:: BRANO DA ESAMINARE ::
╔══

Queste considerazioni nulla tolgono al fatto che il voto nei Länder abbia suscitato sconcerto, soprattutto tra i giovani che avevano votato il partito nell’ultima tornata; sono però molto indicative del clima che si è creato nel Paese. La Germania esita, ma in fondo non si scandalizza più di tanto di fronte al balzo d’epoca in corso, e la Zeitwende, di cui parlò a suo tempo Scholz, si fa realtà che attraversa tutte le forze politiche.

╚══

:: SET DI DATI ::
╔══

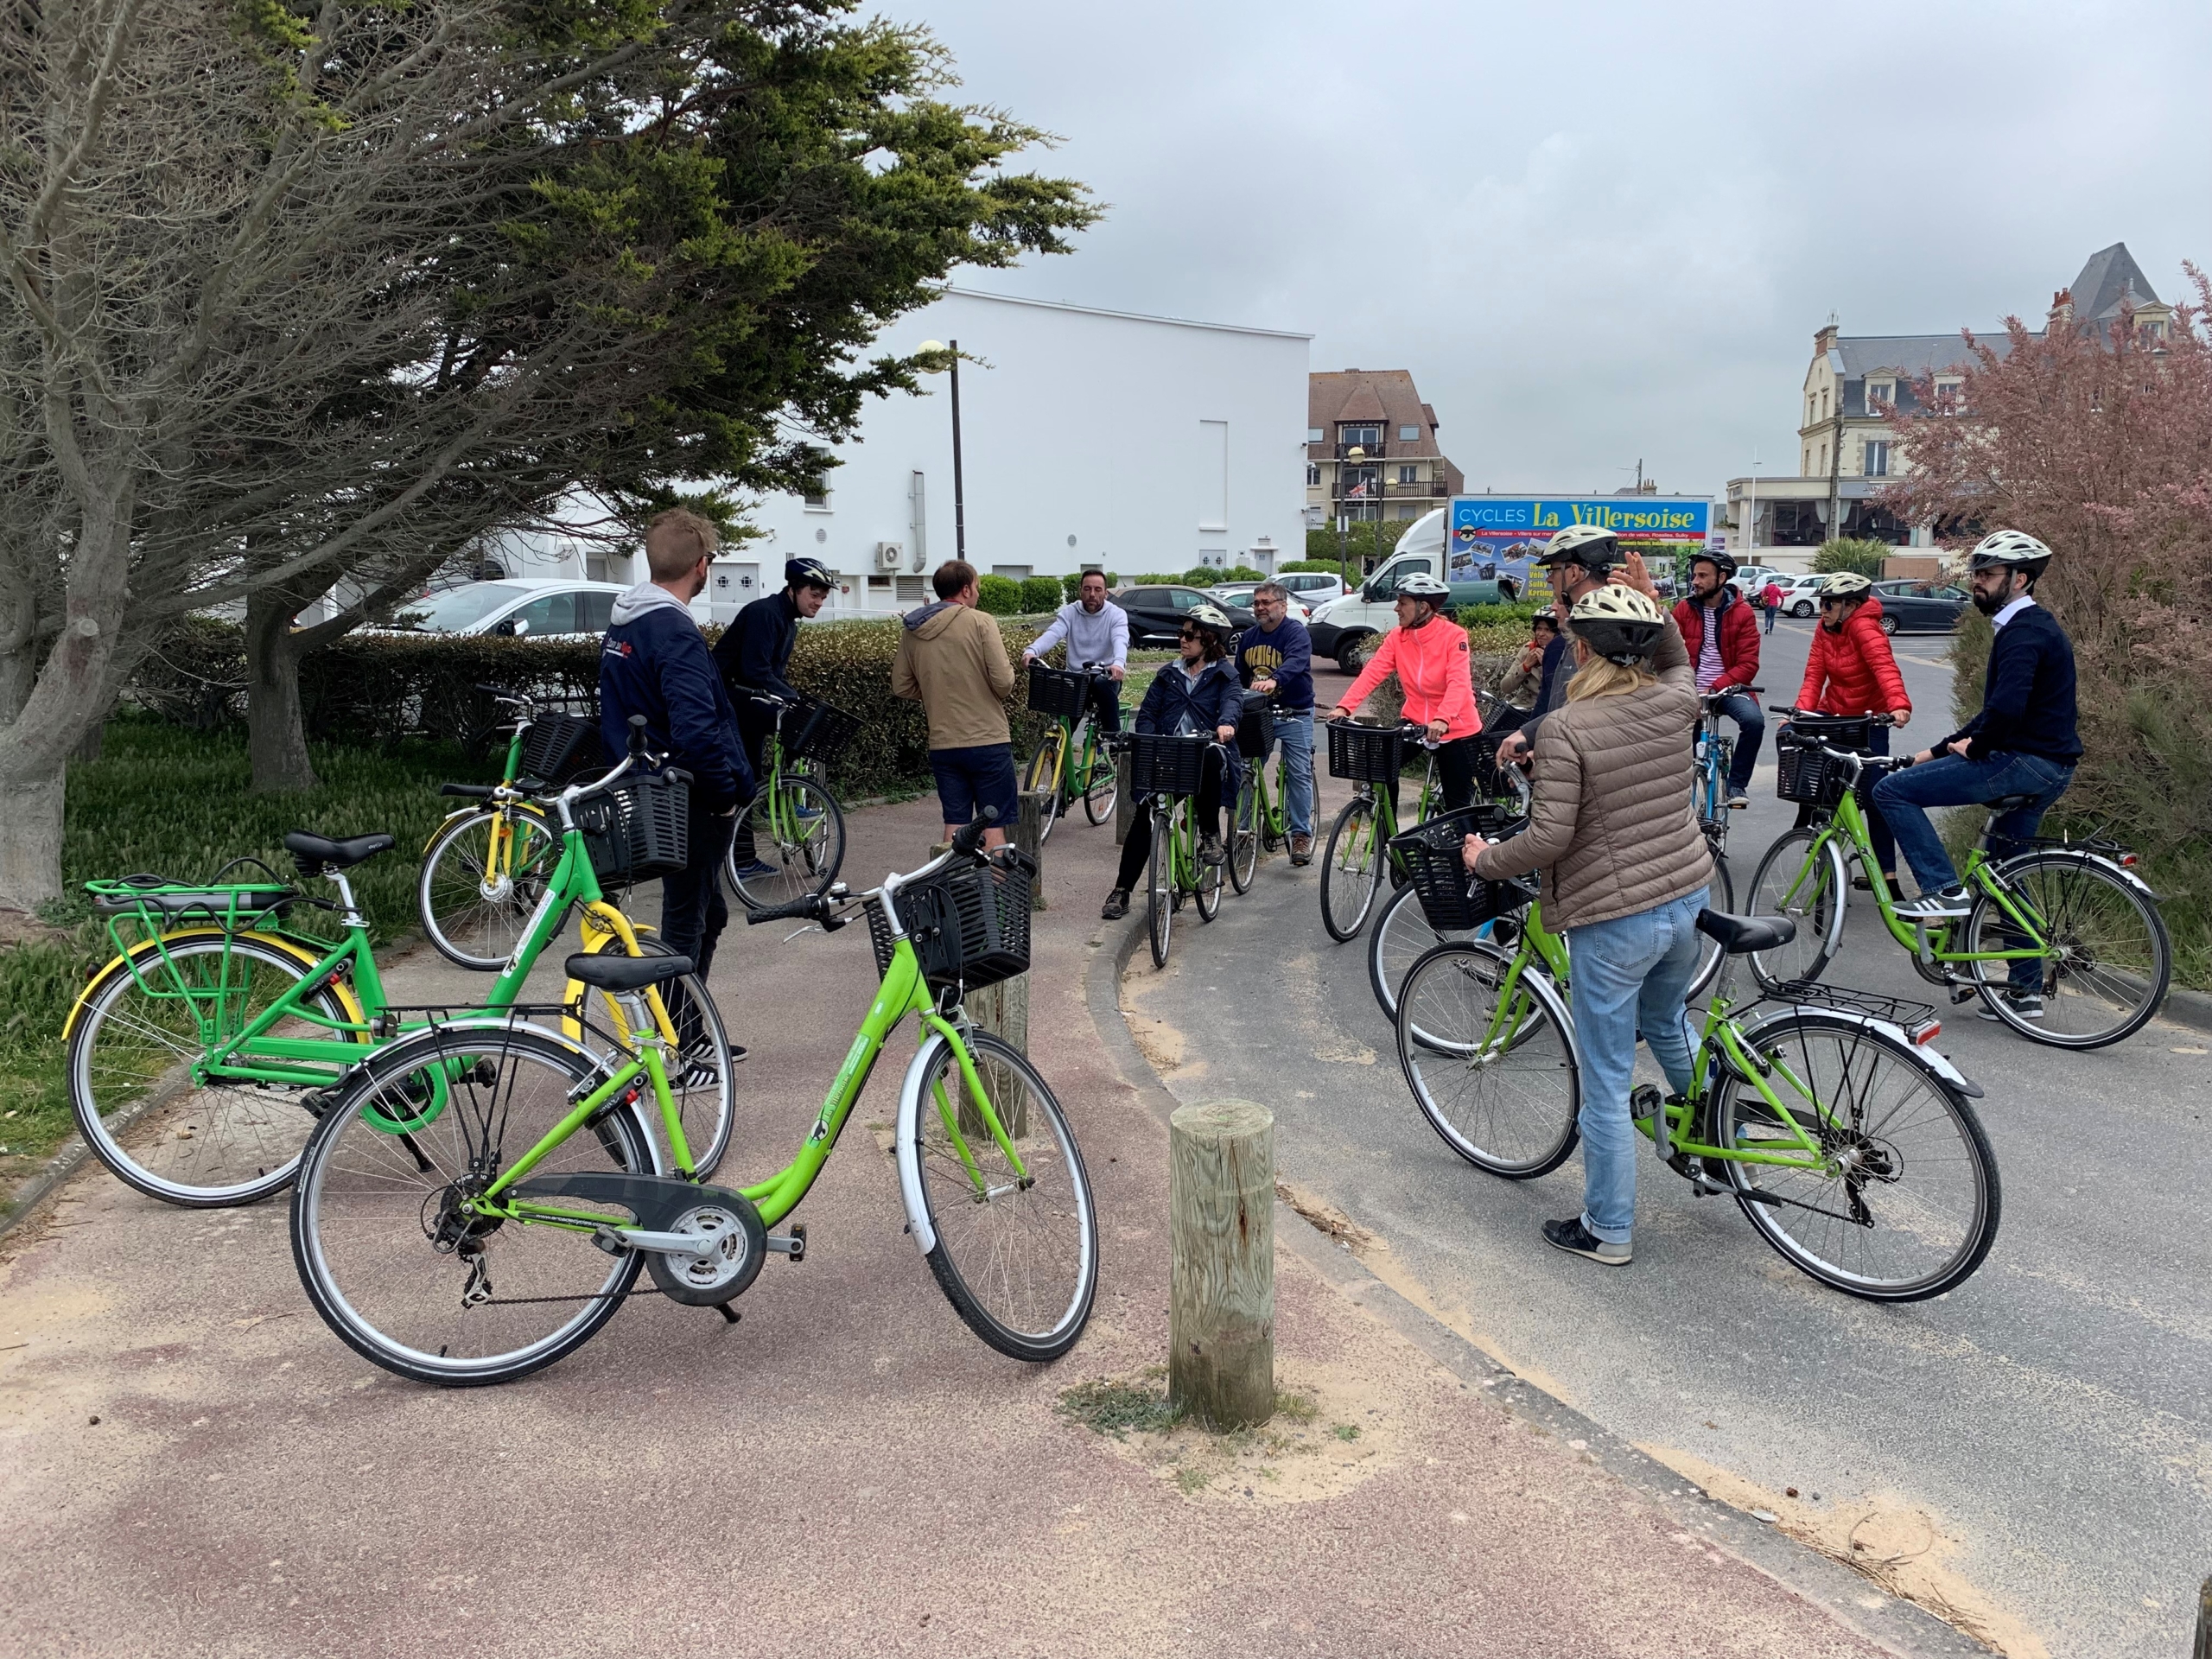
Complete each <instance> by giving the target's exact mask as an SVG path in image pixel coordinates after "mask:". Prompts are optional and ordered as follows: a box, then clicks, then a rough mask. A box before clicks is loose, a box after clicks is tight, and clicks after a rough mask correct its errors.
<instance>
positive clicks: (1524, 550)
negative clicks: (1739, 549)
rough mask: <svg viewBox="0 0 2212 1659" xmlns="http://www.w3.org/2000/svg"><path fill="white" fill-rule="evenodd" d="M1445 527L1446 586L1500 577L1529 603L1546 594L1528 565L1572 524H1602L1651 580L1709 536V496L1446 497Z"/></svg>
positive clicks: (1666, 571)
mask: <svg viewBox="0 0 2212 1659" xmlns="http://www.w3.org/2000/svg"><path fill="white" fill-rule="evenodd" d="M1449 524H1451V533H1449V538H1447V542H1444V566H1447V580H1449V582H1493V580H1500V577H1502V580H1509V582H1513V586H1515V588H1517V591H1520V593H1524V595H1528V597H1542V595H1544V593H1546V582H1544V571H1535V568H1531V562H1533V560H1535V557H1537V555H1542V551H1544V542H1548V540H1551V538H1553V535H1555V533H1557V531H1564V529H1566V526H1571V524H1604V526H1606V529H1608V531H1613V533H1615V535H1619V538H1621V546H1632V549H1637V551H1639V553H1644V562H1646V564H1648V566H1650V571H1652V573H1655V575H1666V573H1670V571H1672V568H1674V564H1677V562H1679V560H1681V557H1683V555H1688V553H1697V551H1699V549H1703V546H1705V542H1708V538H1710V535H1712V529H1714V524H1712V498H1710V495H1453V498H1451V520H1449Z"/></svg>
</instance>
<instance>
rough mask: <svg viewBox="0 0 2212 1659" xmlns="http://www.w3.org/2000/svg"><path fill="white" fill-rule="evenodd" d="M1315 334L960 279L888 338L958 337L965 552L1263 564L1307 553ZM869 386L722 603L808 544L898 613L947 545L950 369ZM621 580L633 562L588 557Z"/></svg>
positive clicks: (950, 430) (953, 553) (539, 566)
mask: <svg viewBox="0 0 2212 1659" xmlns="http://www.w3.org/2000/svg"><path fill="white" fill-rule="evenodd" d="M1310 338H1312V336H1307V334H1285V332H1279V330H1259V327H1237V325H1230V323H1190V321H1181V319H1170V316H1137V314H1130V312H1104V310H1095V307H1088V305H1062V303H1053V301H1033V299H1011V296H1004V294H980V292H975V290H967V288H949V290H945V296H942V299H938V301H933V303H931V305H927V307H922V310H918V312H911V314H907V316H902V319H898V321H896V323H894V325H891V327H889V330H885V334H883V336H880V341H878V347H880V349H885V352H900V354H905V352H914V349H916V347H920V345H922V341H947V343H951V341H958V345H960V358H962V363H960V460H962V484H964V491H962V493H964V504H967V513H964V520H967V557H969V562H971V564H973V566H975V568H978V571H982V573H987V575H991V573H995V575H1009V577H1026V575H1068V573H1073V571H1088V568H1099V571H1113V573H1117V575H1121V577H1130V575H1137V573H1144V571H1183V568H1188V566H1192V564H1219V566H1228V564H1237V562H1245V564H1252V566H1256V568H1261V571H1272V568H1274V562H1276V560H1296V557H1303V549H1305V520H1303V511H1301V509H1303V502H1305V403H1307V378H1305V376H1307V341H1310ZM922 387H925V394H922V396H894V398H887V400H874V403H869V405H867V411H865V416H863V425H860V436H858V440H854V442H849V445H841V447H838V449H836V456H838V462H841V465H838V467H834V469H832V473H830V480H827V493H825V495H821V498H814V500H801V498H796V495H770V498H765V500H761V502H759V504H757V507H754V511H752V520H754V524H759V526H761V529H763V531H765V535H763V538H759V540H752V542H745V544H741V546H737V549H732V553H730V557H726V560H719V562H717V568H714V586H712V588H710V591H708V597H710V602H712V608H714V617H717V619H728V617H730V615H734V611H737V606H741V604H745V602H750V599H754V597H759V595H761V593H763V584H765V588H768V591H774V588H776V586H781V580H783V562H785V560H787V557H796V555H801V553H814V555H818V557H821V560H825V562H827V564H830V566H832V568H834V571H838V575H841V577H843V580H841V591H838V593H836V595H834V597H832V613H836V615H856V613H867V611H874V613H885V611H894V608H898V611H905V608H911V606H914V604H920V602H922V599H925V597H929V571H933V568H936V566H938V564H942V562H945V560H949V557H953V555H956V549H958V544H960V538H958V533H956V524H953V420H951V383H949V376H942V374H938V376H927V378H925V380H922ZM531 542H533V549H531V553H533V557H529V560H520V557H513V553H515V551H520V549H515V544H513V542H509V544H507V546H504V549H502V557H504V562H507V564H509V568H511V571H513V573H515V575H555V573H560V575H586V568H584V566H586V557H584V555H582V553H580V551H577V549H575V544H566V542H564V540H562V538H531ZM588 566H591V568H588V573H591V575H606V577H611V580H624V577H626V575H628V571H624V568H622V560H602V557H597V555H591V557H588Z"/></svg>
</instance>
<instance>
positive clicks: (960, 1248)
mask: <svg viewBox="0 0 2212 1659" xmlns="http://www.w3.org/2000/svg"><path fill="white" fill-rule="evenodd" d="M962 1040H964V1042H967V1048H969V1057H971V1060H973V1066H975V1086H973V1088H971V1086H969V1082H967V1077H964V1075H962V1071H960V1055H958V1053H956V1051H953V1044H951V1042H949V1040H947V1037H945V1035H942V1033H940V1035H936V1037H931V1040H929V1044H931V1046H929V1048H927V1051H925V1053H922V1057H920V1060H918V1071H920V1091H922V1093H920V1099H918V1106H916V1113H914V1126H916V1141H914V1146H900V1148H898V1152H900V1166H902V1172H905V1170H907V1168H911V1172H914V1177H916V1179H914V1183H911V1188H909V1190H918V1192H920V1199H922V1214H925V1219H927V1223H929V1232H931V1234H933V1243H931V1248H929V1272H933V1274H936V1276H938V1287H940V1290H942V1292H945V1298H947V1301H949V1303H951V1305H953V1312H958V1314H960V1318H962V1321H967V1327H969V1329H971V1332H975V1334H978V1336H980V1338H982V1340H984V1343H989V1345H991V1347H995V1349H998V1352H1000V1354H1006V1356H1011V1358H1018V1360H1053V1358H1060V1356H1062V1354H1066V1352H1068V1349H1071V1347H1073V1345H1075V1338H1077V1336H1082V1332H1084V1325H1086V1323H1088V1321H1091V1303H1093V1298H1095V1296H1097V1283H1099V1237H1097V1210H1095V1208H1093V1203H1091V1177H1088V1175H1086V1172H1084V1155H1082V1152H1079V1150H1077V1146H1075V1130H1073V1128H1068V1119H1066V1113H1062V1110H1060V1102H1057V1099H1053V1091H1051V1088H1048V1086H1046V1082H1044V1077H1040V1075H1037V1068H1035V1066H1031V1064H1029V1060H1024V1057H1022V1055H1020V1051H1015V1048H1011V1046H1009V1044H1004V1042H1000V1040H998V1037H993V1035H989V1033H982V1031H969V1033H964V1037H962ZM984 1106H989V1115H987V1113H984ZM998 1130H1004V1144H1000V1135H998Z"/></svg>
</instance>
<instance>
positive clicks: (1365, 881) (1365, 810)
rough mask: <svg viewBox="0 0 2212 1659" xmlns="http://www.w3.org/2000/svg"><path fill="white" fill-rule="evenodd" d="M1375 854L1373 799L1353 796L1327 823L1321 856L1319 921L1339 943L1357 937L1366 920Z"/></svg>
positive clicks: (1373, 889) (1365, 921) (1376, 850)
mask: <svg viewBox="0 0 2212 1659" xmlns="http://www.w3.org/2000/svg"><path fill="white" fill-rule="evenodd" d="M1378 856H1380V845H1378V843H1376V803H1374V801H1367V799H1360V796H1354V799H1352V801H1347V803H1345V810H1343V812H1338V814H1336V823H1334V825H1329V849H1327V852H1325V854H1323V860H1321V925H1323V927H1327V929H1329V938H1334V940H1336V942H1338V945H1349V942H1352V940H1356V938H1358V936H1360V927H1363V925H1365V922H1367V911H1369V907H1371V905H1374V900H1376V858H1378Z"/></svg>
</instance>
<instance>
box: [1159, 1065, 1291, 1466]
mask: <svg viewBox="0 0 2212 1659" xmlns="http://www.w3.org/2000/svg"><path fill="white" fill-rule="evenodd" d="M1168 1245H1170V1252H1172V1261H1170V1270H1168V1345H1170V1347H1168V1400H1172V1402H1175V1405H1179V1407H1183V1409H1186V1411H1188V1413H1190V1416H1192V1418H1197V1420H1199V1422H1203V1425H1206V1427H1208V1429H1250V1427H1256V1425H1261V1422H1265V1420H1267V1418H1272V1416H1274V1113H1270V1110H1267V1108H1265V1106H1261V1104H1256V1102H1250V1099H1214V1102H1203V1104H1199V1106H1179V1108H1177V1110H1175V1115H1172V1117H1170V1119H1168Z"/></svg>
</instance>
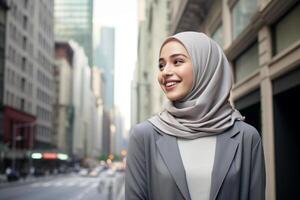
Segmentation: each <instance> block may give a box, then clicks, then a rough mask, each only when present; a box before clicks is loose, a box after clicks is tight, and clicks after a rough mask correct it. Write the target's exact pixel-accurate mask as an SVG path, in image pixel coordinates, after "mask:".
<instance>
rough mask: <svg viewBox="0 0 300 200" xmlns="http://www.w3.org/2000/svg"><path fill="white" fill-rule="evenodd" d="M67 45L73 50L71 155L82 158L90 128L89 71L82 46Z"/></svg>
mask: <svg viewBox="0 0 300 200" xmlns="http://www.w3.org/2000/svg"><path fill="white" fill-rule="evenodd" d="M69 45H70V46H71V48H72V50H73V74H72V77H73V85H72V89H73V90H72V105H73V109H74V111H73V117H74V118H73V145H72V146H73V150H72V152H73V157H74V158H75V159H82V158H84V157H85V156H86V155H87V145H88V143H87V141H88V140H87V138H88V136H89V131H91V130H90V109H89V103H90V91H91V71H90V67H89V65H88V59H87V57H86V55H85V52H84V49H83V47H81V46H80V45H79V44H78V43H76V42H75V41H70V42H69Z"/></svg>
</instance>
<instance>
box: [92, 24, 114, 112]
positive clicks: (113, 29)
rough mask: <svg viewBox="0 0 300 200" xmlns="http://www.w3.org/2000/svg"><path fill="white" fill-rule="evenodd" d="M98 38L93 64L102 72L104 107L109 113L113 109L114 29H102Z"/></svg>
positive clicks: (113, 72)
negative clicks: (103, 88)
mask: <svg viewBox="0 0 300 200" xmlns="http://www.w3.org/2000/svg"><path fill="white" fill-rule="evenodd" d="M100 38H101V39H100V43H99V45H98V46H97V47H96V48H95V53H94V64H95V66H97V67H99V68H100V69H101V71H102V72H103V77H104V81H105V90H104V96H103V101H104V107H105V109H107V110H108V111H110V110H112V109H113V108H114V80H115V75H114V70H115V28H113V27H102V28H101V36H100Z"/></svg>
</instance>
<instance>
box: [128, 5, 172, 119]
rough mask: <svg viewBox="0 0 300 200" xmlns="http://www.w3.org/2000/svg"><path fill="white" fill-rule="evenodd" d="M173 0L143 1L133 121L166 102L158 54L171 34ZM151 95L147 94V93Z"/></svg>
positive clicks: (132, 96)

╚══

:: LAVORO RICHIESTO ::
A - Nel brano sul voto nei Länder, che cosa dicono delle considerazioni iniziali l'autore e il testo, rispetto allo sconcerto suscitato dal voto? Rispondi in una o due frasi.
B - Rispondi in breve a queste domande sul brano sul voto nei Länder, una per riga:
(i) Tra chi il voto ha suscitato sconcerto soprattutto?
(ii) Di fronte a che cosa la Germania non si scandalizza più di tanto?
(iii) Chi parlò a suo tempo della Zeitwende?
C - Ripeti alla lettera una parte del brano sul voto nei Länder: comincia dalle parole "Queste considerazioni nulla" e fermati dopo "le forze politiche.".

:: RISPOSTE AI COMPITI ::
A - Le considerazioni non tolgono nulla al fatto che il voto nei Länder abbia suscitato sconcerto, soprattutto tra i giovani che avevano votato il partito nell'ultima tornata. Sono però molto indicative del clima che si è creato nel Paese.

B -
(i) Tra i giovani che avevano votato il partito nell'ultima tornata.
(ii) Di fronte al balzo d'epoca in corso.
(iii) Scholz.

C -
Queste considerazioni nulla tolgono al fatto che il voto nei Länder abbia suscitato sconcerto, soprattutto tra i giovani che avevano votato il partito nell’ultima tornata; sono però molto indicative del clima che si è creato nel Paese. La Germania esita, ma in fondo non si scandalizza più di tanto di fronte al balzo d’epoca in corso, e la Zeitwende, di cui parlò a suo tempo Scholz, si fa realtà che attraversa tutte le forze politiche.